Nothing but the lines from the one containing "blue patterned necktie." through the final line of the data should be repeated, and each must be exact.

(Collected data)
—————

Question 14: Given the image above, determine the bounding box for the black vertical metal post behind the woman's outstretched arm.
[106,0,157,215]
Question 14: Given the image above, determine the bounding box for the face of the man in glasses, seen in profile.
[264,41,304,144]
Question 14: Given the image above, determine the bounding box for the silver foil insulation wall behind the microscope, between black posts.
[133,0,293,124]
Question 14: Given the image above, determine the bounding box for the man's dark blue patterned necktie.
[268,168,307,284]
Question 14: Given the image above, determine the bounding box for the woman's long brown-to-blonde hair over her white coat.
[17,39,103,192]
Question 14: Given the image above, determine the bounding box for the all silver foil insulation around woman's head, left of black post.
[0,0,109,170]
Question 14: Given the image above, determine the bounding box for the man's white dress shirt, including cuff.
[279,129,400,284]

—————

Answer ▸
Question 14: Given the image above, determine the bounding box for the man's dark blue patterned necktie.
[268,168,307,284]
Question 14: Given the image above, determine the bounding box for the woman's long brown-to-blonde hair over her white coat.
[17,39,103,192]
Question 14: Given the image above, determine the bounding box for the all silver foil insulation around woman's head, left of black post.
[0,0,109,170]
Question 14: Given the image above, determine the bounding box for the man's white dress shirt, including cuff.
[279,129,400,284]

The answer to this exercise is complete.